:: INSTRUÇÕES ::
1. No texto sobre o delegado da Polícia Federal, em que ano começou a perseguição, segundo as testemunhas?
2. Transcreva do texto sobre o delegado da Polícia Federal a parte que começa nas palavras "A perseguição de" e termina depois de "aos seus superiores.".

== TRECHO DA PÁGINA

A perseguição de dois delegados da Polícia Federal a um colega vai custar no mínimo R$ 30 mil aos cofres da União. No dia 17 de abril, a 4ª Turma do Tribunal Regional Federal da 4ª Região condenou a União a indenizar o delegado pelo assédio moral cometido por seus superiores na Delegacia da PF em Foz do Iguaçu (PR). A decisão foi unânime.

O desembargador Luiz Alberto D’Azevedo Aurvalle, relator, foi o vencedor. Segundo ele, ficou comprovado que o autor da ação sofreu danos morais por parte de seus superiores, cujo comportamento “tinha o intuito de constrangê-lo psíquica e profissionalmente”.

De acordo com delegados ouvidos no processo como testemunhas, a perseguição começou em 2011. Em setembro daquele ano, diversos deles, lotados na DPF de Foz do Iguaçu, escreveram um memorando pedindo o “fim destas condutas persecutórias”, e os enviou aos seus superiores.

====
== MATERIAL

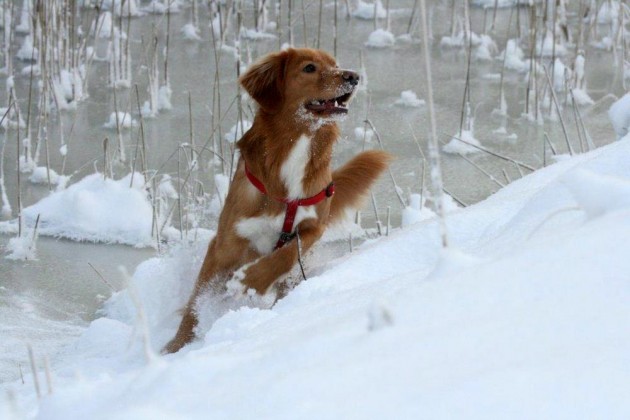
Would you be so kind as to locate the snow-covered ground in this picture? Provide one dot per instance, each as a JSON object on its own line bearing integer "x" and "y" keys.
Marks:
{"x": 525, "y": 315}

====
== MATERIAL

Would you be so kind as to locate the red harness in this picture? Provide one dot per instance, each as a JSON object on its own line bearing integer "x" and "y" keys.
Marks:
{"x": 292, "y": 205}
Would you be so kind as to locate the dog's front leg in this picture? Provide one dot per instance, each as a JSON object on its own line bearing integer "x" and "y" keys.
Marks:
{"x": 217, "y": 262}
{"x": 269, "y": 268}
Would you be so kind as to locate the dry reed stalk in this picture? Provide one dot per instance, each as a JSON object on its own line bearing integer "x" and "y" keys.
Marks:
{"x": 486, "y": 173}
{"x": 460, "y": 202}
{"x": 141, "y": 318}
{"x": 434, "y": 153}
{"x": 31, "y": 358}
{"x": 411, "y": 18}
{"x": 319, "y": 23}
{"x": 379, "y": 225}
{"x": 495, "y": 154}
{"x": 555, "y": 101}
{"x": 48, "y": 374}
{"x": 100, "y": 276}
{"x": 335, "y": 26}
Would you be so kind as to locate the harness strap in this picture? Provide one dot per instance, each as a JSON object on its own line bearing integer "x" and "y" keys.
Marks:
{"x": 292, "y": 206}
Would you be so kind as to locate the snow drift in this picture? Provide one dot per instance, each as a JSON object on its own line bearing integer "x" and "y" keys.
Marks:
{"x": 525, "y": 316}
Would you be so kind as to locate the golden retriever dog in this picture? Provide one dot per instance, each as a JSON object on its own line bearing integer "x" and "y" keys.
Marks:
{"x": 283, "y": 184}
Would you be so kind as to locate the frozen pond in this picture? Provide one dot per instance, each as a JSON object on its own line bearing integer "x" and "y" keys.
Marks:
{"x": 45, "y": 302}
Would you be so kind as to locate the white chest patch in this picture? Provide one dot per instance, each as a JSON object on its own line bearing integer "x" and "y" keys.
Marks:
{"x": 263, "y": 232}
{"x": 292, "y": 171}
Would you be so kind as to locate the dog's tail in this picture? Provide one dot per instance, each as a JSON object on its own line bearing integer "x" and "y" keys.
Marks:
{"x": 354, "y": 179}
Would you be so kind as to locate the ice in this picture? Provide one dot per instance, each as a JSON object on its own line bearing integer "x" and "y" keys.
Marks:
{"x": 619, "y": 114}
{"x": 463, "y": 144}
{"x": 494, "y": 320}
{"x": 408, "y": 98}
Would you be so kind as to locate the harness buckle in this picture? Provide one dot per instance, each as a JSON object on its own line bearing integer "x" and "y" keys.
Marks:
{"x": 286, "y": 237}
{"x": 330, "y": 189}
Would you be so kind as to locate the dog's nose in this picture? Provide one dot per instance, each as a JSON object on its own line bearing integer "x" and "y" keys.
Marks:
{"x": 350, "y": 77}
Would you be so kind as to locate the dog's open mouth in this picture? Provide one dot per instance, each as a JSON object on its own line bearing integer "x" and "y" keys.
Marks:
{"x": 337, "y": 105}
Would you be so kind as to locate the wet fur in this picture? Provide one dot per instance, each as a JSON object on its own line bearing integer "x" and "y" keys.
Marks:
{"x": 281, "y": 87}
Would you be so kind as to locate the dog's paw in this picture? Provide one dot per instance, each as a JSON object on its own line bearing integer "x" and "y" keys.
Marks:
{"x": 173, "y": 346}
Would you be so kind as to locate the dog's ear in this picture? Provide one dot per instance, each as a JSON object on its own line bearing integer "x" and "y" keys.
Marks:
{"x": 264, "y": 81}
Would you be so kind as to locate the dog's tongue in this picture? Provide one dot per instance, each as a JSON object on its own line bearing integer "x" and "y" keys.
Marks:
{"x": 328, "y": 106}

====
== MATERIAL

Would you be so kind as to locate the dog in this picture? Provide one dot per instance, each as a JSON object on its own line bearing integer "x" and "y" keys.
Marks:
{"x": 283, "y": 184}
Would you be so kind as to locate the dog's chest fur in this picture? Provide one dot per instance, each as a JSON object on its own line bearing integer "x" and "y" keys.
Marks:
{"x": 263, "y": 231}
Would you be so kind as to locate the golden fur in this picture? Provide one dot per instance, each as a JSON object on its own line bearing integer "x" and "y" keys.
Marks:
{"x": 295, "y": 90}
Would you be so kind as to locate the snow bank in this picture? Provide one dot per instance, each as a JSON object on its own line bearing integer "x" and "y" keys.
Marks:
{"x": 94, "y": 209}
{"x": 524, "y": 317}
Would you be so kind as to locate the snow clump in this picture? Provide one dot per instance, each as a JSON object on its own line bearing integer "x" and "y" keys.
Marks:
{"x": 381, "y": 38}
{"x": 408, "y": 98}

====

:: RESPOSTAS ::
1. Em 2011.

2.
A perseguição de dois delegados da Polícia Federal a um colega vai custar no mínimo R$ 30 mil aos cofres da União. No dia 17 de abril, a 4ª Turma do Tribunal Regional Federal da 4ª Região condenou a União a indenizar o delegado pelo assédio moral cometido por seus superiores na Delegacia da PF em Foz do Iguaçu (PR). A decisão foi unânime.

O desembargador Luiz Alberto D’Azevedo Aurvalle, relator, foi o vencedor. Segundo ele, ficou comprovado que o autor da ação sofreu danos morais por parte de seus superiores, cujo comportamento “tinha o intuito de constrangê-lo psíquica e profissionalmente”.

De acordo com delegados ouvidos no processo como testemunhas, a perseguição começou em 2011. Em setembro daquele ano, diversos deles, lotados na DPF de Foz do Iguaçu, escreveram um memorando pedindo o “fim destas condutas persecutórias”, e os enviou aos seus superiores.